SCHRIFTLICHE AUFGABE :: Von wem wurde Quenby laut der Buchbesprechung zu „Ich verspreche, dich zu finden“ aufgezogen?

*+* Melanie Dobson: „Ich verspreche, dich zu finden“ *+*

Ich verspreche, dich zu findenDie Investigativ-Journalistin Quenby ist einer ganz heißen Spionage-Story aus dem Zweiten Weltkrieg auf der Spur. Als der Auftrag des betagten Amerikaners Daniel Knight an sie herangetragen wird, eine von ihm seit 75 Jahren vermisste Person aufzuspüren, ist sie hin und her gerissen. Sie verschafft sich einen ersten Eindruck, der ihr Interesse weckt, und kann sehr zu meiner Freude zusagen, als sich ihr unerwartet der entsprechende zeitliche Rahmen für diesen zweiten Rechercheauftrag auftut. Wir begleiten nun Quenby dabei – unterstützt von einem finanzierten Team des Auftraggebers – wie sie die Spur der vermissten Person aufnimmt und sich begleitet von Widrigkeiten und glücklichen Fügungen einem Wadenbeißer gleich nicht abschütteln lässt.

Sie ist halt Journalistin durch und durch, fühlt sich jedoch nicht wie so viele ihrer Kollegen der Sensationslustbefriedigung der Leser verpflichtet, sondern der einzig und allein der Wahrheit. Das hat mir richtig gut gefallen, auch sonst mochte ich Quenby gerne, litt mit ihr, wenn die Vergangenheit sie immer wieder mal einzuholen drohte, und freute mich mit ihr, wenn sie sich ein ums andere Mal treu blieb. Ihr Glaube half ihr dabei, denn die junge Frau wurde von ihrer christlichen Großmutter aufgezogen, deren Leidenschaft für Gott Quenby geprägt hat. Ihre Zielstrebigkeit und Motivation bewunderte ich sehr, denn das Thema, das diesem Auftrag den Anstoß gibt, belastet auch die junge Frau seit langer Zeit. Nicht nur Mr. Knight leidet Seelenqualen wegen „der Sache von damals“, auch Quenby hatte in ihrer Kindheit ein entsprechendes einschneidendes Erlebnis, das sie nun Stück für Stück aufarbeiten kann, da durch eine passende Fügung der richtige Mensch für die Nachforschungen an ihre Seite gestellt wurde. Keine Angst, hier entwickelt sich mitnichten eine Lovestory, viel eher geht es – auch an anderer Stelle des Romans – darum, mit dem Geschehenen zu leben und es durch die Kraft der Vergebung erträglicher zu machen.

BEREITGESTELLTE DATEN ::
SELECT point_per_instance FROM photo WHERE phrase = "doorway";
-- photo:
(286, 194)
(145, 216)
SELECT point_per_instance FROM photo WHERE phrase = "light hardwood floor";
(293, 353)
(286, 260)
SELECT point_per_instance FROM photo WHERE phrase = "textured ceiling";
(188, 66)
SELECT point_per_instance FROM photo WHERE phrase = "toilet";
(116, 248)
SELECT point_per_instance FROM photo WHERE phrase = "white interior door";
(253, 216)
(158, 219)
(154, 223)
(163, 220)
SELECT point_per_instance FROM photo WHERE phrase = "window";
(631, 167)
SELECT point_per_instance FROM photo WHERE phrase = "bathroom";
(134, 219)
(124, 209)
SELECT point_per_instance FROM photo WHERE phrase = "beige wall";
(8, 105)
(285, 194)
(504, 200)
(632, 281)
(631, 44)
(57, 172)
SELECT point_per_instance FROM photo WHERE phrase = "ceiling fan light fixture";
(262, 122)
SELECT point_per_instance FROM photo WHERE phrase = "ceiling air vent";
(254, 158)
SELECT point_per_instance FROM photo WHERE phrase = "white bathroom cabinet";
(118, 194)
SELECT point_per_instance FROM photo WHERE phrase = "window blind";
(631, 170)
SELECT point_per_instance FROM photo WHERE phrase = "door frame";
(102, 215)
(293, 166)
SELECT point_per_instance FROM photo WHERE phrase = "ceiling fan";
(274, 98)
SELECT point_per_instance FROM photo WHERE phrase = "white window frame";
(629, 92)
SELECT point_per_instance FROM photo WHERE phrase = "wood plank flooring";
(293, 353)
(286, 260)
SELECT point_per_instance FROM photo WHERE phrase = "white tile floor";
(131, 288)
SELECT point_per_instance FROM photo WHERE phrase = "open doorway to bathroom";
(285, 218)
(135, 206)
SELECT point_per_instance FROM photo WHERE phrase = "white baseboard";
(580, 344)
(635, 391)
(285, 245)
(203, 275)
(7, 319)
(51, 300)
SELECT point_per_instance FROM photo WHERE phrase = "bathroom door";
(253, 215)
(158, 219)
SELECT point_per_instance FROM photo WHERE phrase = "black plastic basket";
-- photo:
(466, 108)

ANTWORT ZUR AUFGABE :: Von ihrer christlichen Großmutter.